## Your objective
List each line of the data in which the string "woman" appears.

[Segmentation mask data]
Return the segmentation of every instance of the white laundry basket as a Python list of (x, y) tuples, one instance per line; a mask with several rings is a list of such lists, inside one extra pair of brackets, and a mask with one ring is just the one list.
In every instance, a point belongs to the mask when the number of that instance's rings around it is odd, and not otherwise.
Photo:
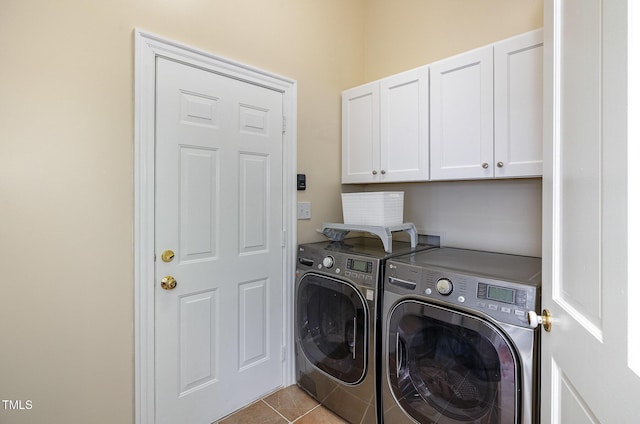
[(345, 224), (391, 227), (403, 222), (404, 192), (342, 193)]

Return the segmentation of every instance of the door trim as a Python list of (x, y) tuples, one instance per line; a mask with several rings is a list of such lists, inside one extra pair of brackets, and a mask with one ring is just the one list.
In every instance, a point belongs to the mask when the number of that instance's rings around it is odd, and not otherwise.
[[(294, 280), (297, 243), (297, 82), (213, 55), (176, 41), (135, 30), (134, 71), (134, 343), (135, 423), (155, 423), (155, 76), (156, 58), (171, 58), (283, 94), (284, 282)], [(285, 130), (286, 129), (286, 130)], [(283, 283), (283, 382), (294, 382), (293, 284)]]

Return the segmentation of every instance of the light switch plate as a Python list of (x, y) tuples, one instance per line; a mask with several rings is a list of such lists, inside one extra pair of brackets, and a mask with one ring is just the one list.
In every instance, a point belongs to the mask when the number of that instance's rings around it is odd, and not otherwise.
[(298, 219), (311, 219), (311, 202), (298, 202)]

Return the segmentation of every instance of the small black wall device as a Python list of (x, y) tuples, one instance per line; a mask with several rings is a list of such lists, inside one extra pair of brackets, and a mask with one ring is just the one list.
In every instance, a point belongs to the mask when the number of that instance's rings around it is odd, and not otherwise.
[(307, 189), (307, 176), (305, 174), (298, 174), (298, 190)]

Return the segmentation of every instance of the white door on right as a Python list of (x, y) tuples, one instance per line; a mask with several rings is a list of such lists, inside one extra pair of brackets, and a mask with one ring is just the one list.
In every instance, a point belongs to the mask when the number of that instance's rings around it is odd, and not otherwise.
[(627, 247), (627, 6), (545, 1), (544, 424), (640, 423), (640, 329), (629, 298), (638, 281), (627, 271), (639, 260)]

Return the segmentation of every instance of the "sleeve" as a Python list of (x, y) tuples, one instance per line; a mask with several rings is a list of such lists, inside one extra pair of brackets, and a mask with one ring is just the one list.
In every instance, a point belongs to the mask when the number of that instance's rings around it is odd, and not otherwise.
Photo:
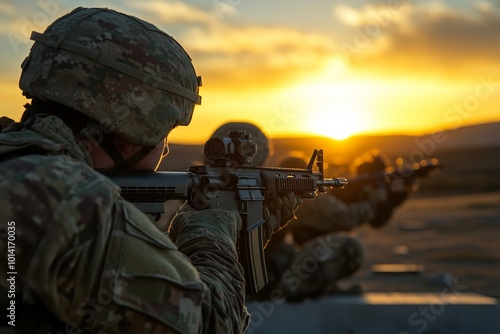
[(391, 220), (394, 210), (408, 198), (410, 191), (411, 187), (404, 185), (400, 180), (388, 184), (387, 200), (377, 204), (376, 213), (369, 224), (375, 228), (385, 226)]
[(345, 203), (330, 194), (320, 194), (304, 201), (295, 212), (297, 221), (290, 224), (294, 240), (303, 244), (325, 233), (350, 231), (375, 216), (370, 200)]
[(9, 203), (2, 211), (16, 222), (16, 291), (25, 304), (48, 310), (66, 332), (243, 331), (232, 249), (202, 238), (181, 249), (190, 259), (93, 170), (45, 167), (45, 176), (23, 175), (15, 191), (0, 189)]
[(98, 286), (113, 197), (93, 173), (70, 159), (41, 155), (2, 164), (1, 211), (11, 223), (1, 229), (15, 228), (16, 302), (29, 313), (22, 318), (38, 319), (37, 330), (56, 318), (78, 324), (75, 310)]
[(210, 291), (203, 303), (206, 333), (240, 333), (248, 326), (243, 268), (235, 245), (241, 224), (235, 211), (197, 211), (186, 205), (170, 226), (179, 251), (189, 257)]

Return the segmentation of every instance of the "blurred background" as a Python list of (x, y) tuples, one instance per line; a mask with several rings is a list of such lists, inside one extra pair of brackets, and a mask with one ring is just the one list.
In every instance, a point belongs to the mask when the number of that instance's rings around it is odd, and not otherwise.
[(0, 100), (19, 118), (20, 64), (77, 6), (107, 6), (170, 33), (203, 77), (203, 103), (171, 142), (251, 120), (271, 137), (422, 135), (500, 121), (498, 1), (0, 2)]
[[(20, 119), (20, 64), (32, 30), (93, 2), (0, 2), (0, 101)], [(427, 291), (380, 283), (370, 266), (424, 264), (468, 292), (500, 298), (499, 1), (106, 1), (171, 34), (203, 77), (191, 125), (173, 131), (162, 169), (202, 161), (203, 143), (229, 121), (273, 140), (270, 164), (325, 151), (327, 175), (379, 149), (391, 161), (438, 158), (387, 229), (360, 231), (367, 291)], [(403, 251), (402, 251), (403, 250)], [(443, 275), (444, 275), (443, 274)], [(439, 277), (439, 276), (438, 276)], [(370, 285), (371, 284), (371, 285)], [(405, 285), (406, 284), (406, 285)], [(412, 285), (413, 284), (413, 285)], [(441, 287), (435, 287), (435, 290)]]

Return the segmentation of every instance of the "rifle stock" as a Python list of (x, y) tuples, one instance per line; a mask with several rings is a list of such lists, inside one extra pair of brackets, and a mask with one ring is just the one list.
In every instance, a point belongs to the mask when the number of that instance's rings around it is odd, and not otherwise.
[[(245, 138), (230, 139), (241, 144)], [(226, 151), (222, 149), (219, 154), (224, 156)], [(207, 155), (205, 146), (207, 157), (217, 151), (213, 147), (210, 150)], [(219, 157), (212, 165), (191, 166), (187, 172), (109, 171), (103, 174), (121, 187), (123, 198), (147, 214), (163, 213), (163, 203), (173, 199), (186, 200), (200, 210), (238, 211), (243, 221), (237, 244), (239, 261), (245, 271), (246, 293), (255, 294), (267, 283), (262, 234), (264, 200), (287, 191), (301, 198), (314, 198), (327, 187), (345, 186), (347, 180), (323, 177), (322, 150), (314, 151), (306, 169), (253, 166), (244, 151), (242, 145), (236, 152), (236, 160), (235, 152), (231, 151), (227, 159)], [(315, 161), (319, 171), (312, 170)]]

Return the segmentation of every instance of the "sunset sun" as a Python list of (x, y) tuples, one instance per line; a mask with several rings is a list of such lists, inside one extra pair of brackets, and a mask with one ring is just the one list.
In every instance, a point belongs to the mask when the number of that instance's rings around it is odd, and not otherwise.
[(366, 128), (366, 116), (361, 108), (338, 106), (311, 110), (316, 121), (310, 124), (312, 132), (332, 139), (342, 140)]
[(356, 124), (352, 119), (342, 118), (334, 122), (316, 124), (315, 133), (337, 140), (342, 140), (356, 133)]
[(370, 128), (371, 82), (331, 82), (322, 74), (301, 84), (290, 95), (300, 96), (303, 130), (342, 140)]

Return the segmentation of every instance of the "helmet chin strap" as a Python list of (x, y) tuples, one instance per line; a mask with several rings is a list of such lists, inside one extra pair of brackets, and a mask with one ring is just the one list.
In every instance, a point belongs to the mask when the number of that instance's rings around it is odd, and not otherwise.
[(125, 160), (123, 159), (120, 151), (116, 148), (116, 145), (113, 142), (113, 137), (114, 136), (110, 133), (105, 134), (103, 141), (101, 143), (102, 149), (109, 155), (109, 157), (115, 163), (115, 165), (111, 167), (110, 170), (130, 169), (132, 166), (141, 161), (146, 155), (148, 155), (154, 149), (154, 147), (142, 147), (134, 155)]
[[(90, 130), (93, 128), (93, 126), (89, 126), (85, 128), (80, 134), (83, 137), (91, 139), (91, 132)], [(133, 167), (135, 164), (137, 164), (139, 161), (141, 161), (146, 155), (148, 155), (154, 147), (142, 147), (139, 151), (137, 151), (134, 155), (129, 157), (128, 159), (123, 159), (123, 156), (116, 147), (115, 143), (113, 142), (113, 139), (115, 136), (112, 133), (105, 133), (101, 134), (102, 137), (100, 138), (100, 143), (99, 146), (108, 154), (108, 156), (113, 160), (115, 165), (111, 168), (108, 168), (106, 170), (126, 170), (130, 169)], [(95, 142), (95, 140), (93, 140)], [(99, 169), (99, 168), (96, 168)]]

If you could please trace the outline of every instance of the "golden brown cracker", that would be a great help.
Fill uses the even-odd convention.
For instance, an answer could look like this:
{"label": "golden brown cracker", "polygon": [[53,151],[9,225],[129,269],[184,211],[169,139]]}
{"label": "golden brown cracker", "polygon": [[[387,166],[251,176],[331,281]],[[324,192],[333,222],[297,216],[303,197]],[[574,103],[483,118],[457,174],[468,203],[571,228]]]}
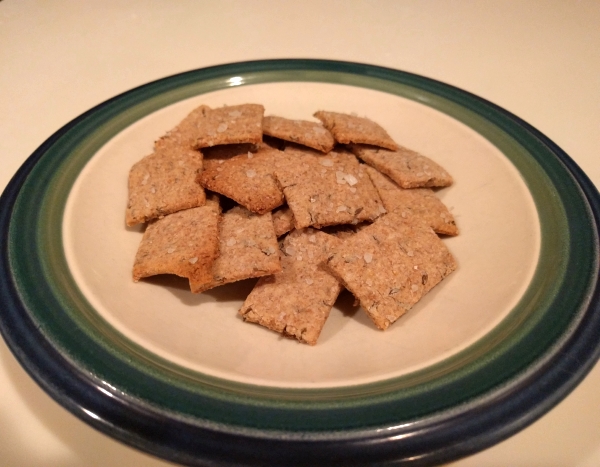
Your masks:
{"label": "golden brown cracker", "polygon": [[219,256],[204,281],[190,281],[199,293],[222,284],[281,271],[271,213],[258,215],[236,206],[221,218]]}
{"label": "golden brown cracker", "polygon": [[454,271],[456,262],[426,223],[393,212],[344,240],[327,267],[375,325],[386,329]]}
{"label": "golden brown cracker", "polygon": [[196,149],[221,144],[251,143],[262,141],[262,118],[265,108],[260,104],[242,104],[205,108],[203,118],[196,123]]}
{"label": "golden brown cracker", "polygon": [[430,158],[407,148],[396,151],[353,144],[350,150],[402,188],[444,187],[452,184],[450,174]]}
{"label": "golden brown cracker", "polygon": [[276,116],[264,117],[263,133],[325,153],[331,151],[335,146],[333,135],[323,125],[308,120],[291,120]]}
{"label": "golden brown cracker", "polygon": [[313,229],[291,232],[281,247],[282,272],[258,281],[240,309],[244,320],[315,345],[342,290],[320,266],[338,243]]}
{"label": "golden brown cracker", "polygon": [[381,125],[368,118],[324,110],[314,116],[323,122],[338,143],[372,144],[391,150],[398,147]]}
{"label": "golden brown cracker", "polygon": [[133,279],[176,274],[190,282],[212,278],[219,253],[219,218],[216,197],[204,206],[169,214],[148,224],[133,265]]}
{"label": "golden brown cracker", "polygon": [[281,237],[294,228],[294,214],[289,206],[282,206],[273,211],[273,227],[277,237]]}
{"label": "golden brown cracker", "polygon": [[362,164],[341,150],[327,155],[286,148],[285,165],[275,170],[295,227],[323,227],[374,220],[385,212]]}

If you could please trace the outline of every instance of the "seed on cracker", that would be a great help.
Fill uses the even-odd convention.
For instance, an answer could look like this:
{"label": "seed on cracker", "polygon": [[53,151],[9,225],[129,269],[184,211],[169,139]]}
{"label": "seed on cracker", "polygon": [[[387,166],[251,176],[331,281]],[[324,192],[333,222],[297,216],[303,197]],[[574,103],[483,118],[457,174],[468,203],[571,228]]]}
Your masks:
{"label": "seed on cracker", "polygon": [[393,212],[344,240],[327,266],[375,325],[387,329],[454,271],[456,262],[425,222]]}
{"label": "seed on cracker", "polygon": [[192,149],[195,122],[203,106],[154,144],[154,152],[129,172],[129,199],[125,221],[132,226],[182,209],[202,206],[204,189],[196,183],[202,154]]}
{"label": "seed on cracker", "polygon": [[265,109],[260,104],[243,104],[210,109],[205,107],[198,120],[197,149],[220,144],[252,143],[262,141],[262,118]]}
{"label": "seed on cracker", "polygon": [[268,116],[263,118],[263,133],[325,153],[335,146],[332,134],[323,125],[308,120]]}
{"label": "seed on cracker", "polygon": [[444,187],[452,184],[446,170],[428,157],[407,148],[396,151],[353,144],[350,150],[402,188]]}
{"label": "seed on cracker", "polygon": [[294,214],[289,206],[282,206],[273,211],[273,227],[277,237],[281,237],[294,228]]}
{"label": "seed on cracker", "polygon": [[315,345],[342,290],[321,267],[339,242],[310,228],[291,232],[281,247],[282,272],[258,281],[240,309],[244,320]]}
{"label": "seed on cracker", "polygon": [[204,206],[178,211],[148,224],[133,265],[133,279],[176,274],[192,282],[212,278],[219,254],[219,218],[216,197]]}
{"label": "seed on cracker", "polygon": [[373,167],[366,167],[369,177],[388,212],[415,215],[423,219],[438,234],[458,235],[454,216],[430,188],[404,189]]}
{"label": "seed on cracker", "polygon": [[235,156],[245,155],[252,157],[256,151],[258,151],[258,145],[250,143],[224,144],[211,148],[203,148],[201,151],[203,155],[203,168],[204,170],[212,169],[217,164],[220,165]]}
{"label": "seed on cracker", "polygon": [[379,124],[368,118],[323,110],[314,116],[323,122],[338,143],[372,144],[392,150],[398,147]]}
{"label": "seed on cracker", "polygon": [[222,284],[275,274],[281,271],[277,237],[271,213],[254,214],[236,206],[221,218],[219,257],[207,280],[190,281],[199,293]]}
{"label": "seed on cracker", "polygon": [[385,212],[377,190],[351,153],[327,155],[286,148],[285,165],[275,169],[295,227],[323,227],[372,221]]}
{"label": "seed on cracker", "polygon": [[273,177],[273,171],[283,153],[262,146],[255,153],[247,152],[207,164],[198,175],[205,188],[233,199],[258,214],[272,211],[283,204],[283,192]]}

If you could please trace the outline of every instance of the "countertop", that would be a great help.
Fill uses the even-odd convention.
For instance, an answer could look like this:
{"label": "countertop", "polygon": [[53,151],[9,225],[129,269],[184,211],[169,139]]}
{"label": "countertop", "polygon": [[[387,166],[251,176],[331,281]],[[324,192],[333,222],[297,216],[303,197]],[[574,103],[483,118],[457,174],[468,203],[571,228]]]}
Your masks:
{"label": "countertop", "polygon": [[[268,58],[365,62],[479,95],[557,143],[600,186],[600,3],[0,0],[0,191],[53,132],[175,73]],[[600,465],[600,365],[467,466]],[[166,466],[47,396],[0,342],[0,464]]]}

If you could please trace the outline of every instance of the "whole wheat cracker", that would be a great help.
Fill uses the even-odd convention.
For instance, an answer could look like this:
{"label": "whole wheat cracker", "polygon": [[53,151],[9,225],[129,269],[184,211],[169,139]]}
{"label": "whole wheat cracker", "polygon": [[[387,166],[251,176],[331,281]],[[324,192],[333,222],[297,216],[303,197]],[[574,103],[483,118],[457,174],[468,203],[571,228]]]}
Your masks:
{"label": "whole wheat cracker", "polygon": [[323,122],[338,143],[372,144],[392,150],[398,147],[383,127],[368,118],[324,110],[314,116]]}
{"label": "whole wheat cracker", "polygon": [[220,213],[218,200],[210,197],[204,206],[151,221],[135,256],[134,281],[157,274],[176,274],[190,283],[212,278]]}
{"label": "whole wheat cracker", "polygon": [[233,199],[250,211],[264,214],[284,202],[283,192],[273,176],[282,157],[281,151],[262,146],[255,153],[207,164],[197,180],[203,187]]}
{"label": "whole wheat cracker", "polygon": [[220,144],[262,141],[262,118],[265,108],[260,104],[231,105],[211,109],[204,107],[203,118],[197,122],[196,149]]}
{"label": "whole wheat cracker", "polygon": [[333,135],[323,125],[308,120],[267,116],[263,118],[263,133],[325,153],[335,146]]}
{"label": "whole wheat cracker", "polygon": [[258,281],[239,311],[244,320],[315,345],[342,290],[321,267],[339,242],[310,228],[291,232],[281,247],[282,272]]}
{"label": "whole wheat cracker", "polygon": [[383,330],[454,271],[456,262],[425,222],[393,212],[344,240],[327,267]]}
{"label": "whole wheat cracker", "polygon": [[366,167],[369,177],[388,212],[423,219],[438,234],[458,235],[454,216],[430,188],[400,188],[389,177],[373,167]]}
{"label": "whole wheat cracker", "polygon": [[129,171],[125,222],[132,226],[182,209],[202,206],[204,189],[196,183],[202,154],[192,149],[196,121],[204,106],[194,109],[175,128],[154,143],[152,154]]}
{"label": "whole wheat cracker", "polygon": [[294,228],[294,214],[289,206],[284,205],[272,212],[275,235],[281,237]]}
{"label": "whole wheat cracker", "polygon": [[372,221],[385,212],[363,165],[351,153],[286,148],[285,154],[286,163],[275,169],[275,177],[297,229]]}
{"label": "whole wheat cracker", "polygon": [[396,151],[390,151],[352,144],[350,150],[402,188],[445,187],[453,182],[441,165],[411,149],[399,147]]}
{"label": "whole wheat cracker", "polygon": [[190,281],[192,292],[280,272],[278,251],[271,213],[258,215],[236,206],[221,218],[219,256],[210,277]]}

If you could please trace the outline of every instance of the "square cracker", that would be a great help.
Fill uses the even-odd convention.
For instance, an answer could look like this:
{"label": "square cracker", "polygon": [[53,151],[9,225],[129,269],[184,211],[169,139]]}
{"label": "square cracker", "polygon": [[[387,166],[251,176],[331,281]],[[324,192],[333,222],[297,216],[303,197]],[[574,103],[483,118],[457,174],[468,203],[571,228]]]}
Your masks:
{"label": "square cracker", "polygon": [[221,208],[216,197],[148,224],[133,265],[133,279],[157,274],[187,277],[190,283],[212,278],[219,254]]}
{"label": "square cracker", "polygon": [[438,234],[458,235],[454,216],[431,188],[400,188],[373,167],[366,170],[388,212],[399,210],[403,216],[415,215]]}
{"label": "square cracker", "polygon": [[154,144],[154,152],[129,171],[129,199],[125,221],[132,226],[182,209],[202,206],[204,189],[196,182],[202,154],[192,149],[195,122],[204,106]]}
{"label": "square cracker", "polygon": [[294,228],[294,214],[289,206],[282,206],[273,211],[273,227],[275,235],[281,237]]}
{"label": "square cracker", "polygon": [[338,143],[372,144],[392,150],[398,147],[387,131],[368,118],[324,110],[314,116],[323,122]]}
{"label": "square cracker", "polygon": [[190,281],[192,292],[275,274],[281,271],[278,251],[271,213],[258,215],[236,206],[221,218],[219,257],[212,274],[207,280]]}
{"label": "square cracker", "polygon": [[342,290],[320,266],[339,242],[310,228],[290,233],[280,252],[282,272],[258,281],[240,309],[244,320],[315,345]]}
{"label": "square cracker", "polygon": [[[233,199],[258,214],[272,211],[284,202],[273,171],[283,153],[269,146],[222,162],[207,164],[198,175],[200,184]],[[214,161],[213,161],[214,162]]]}
{"label": "square cracker", "polygon": [[286,164],[275,169],[295,227],[372,221],[385,212],[364,165],[347,151],[327,155],[286,148]]}
{"label": "square cracker", "polygon": [[268,116],[263,118],[263,133],[325,153],[335,146],[333,135],[323,125],[308,120]]}
{"label": "square cracker", "polygon": [[196,149],[220,144],[262,141],[262,118],[265,108],[260,104],[243,104],[211,109],[204,107],[203,118],[197,122]]}
{"label": "square cracker", "polygon": [[397,151],[353,144],[350,150],[402,188],[444,187],[452,184],[446,170],[426,156],[407,148]]}
{"label": "square cracker", "polygon": [[456,262],[431,227],[393,212],[344,240],[327,266],[375,325],[387,329],[454,271]]}

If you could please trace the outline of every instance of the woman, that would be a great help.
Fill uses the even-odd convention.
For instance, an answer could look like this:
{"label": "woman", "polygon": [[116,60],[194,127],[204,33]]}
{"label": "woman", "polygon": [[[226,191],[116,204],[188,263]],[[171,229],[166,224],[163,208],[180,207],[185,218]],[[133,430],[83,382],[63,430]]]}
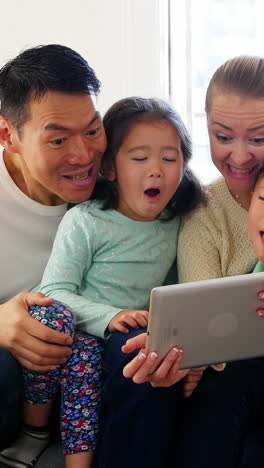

## Task output
If you could please trace the outline of every instance of the woman, that would be a great help.
{"label": "woman", "polygon": [[116,60],[194,127],[204,33]]}
{"label": "woman", "polygon": [[[226,191],[116,204],[188,263]],[[171,229],[166,224],[163,208],[180,207],[185,218]],[[133,430],[83,382],[63,430]]]}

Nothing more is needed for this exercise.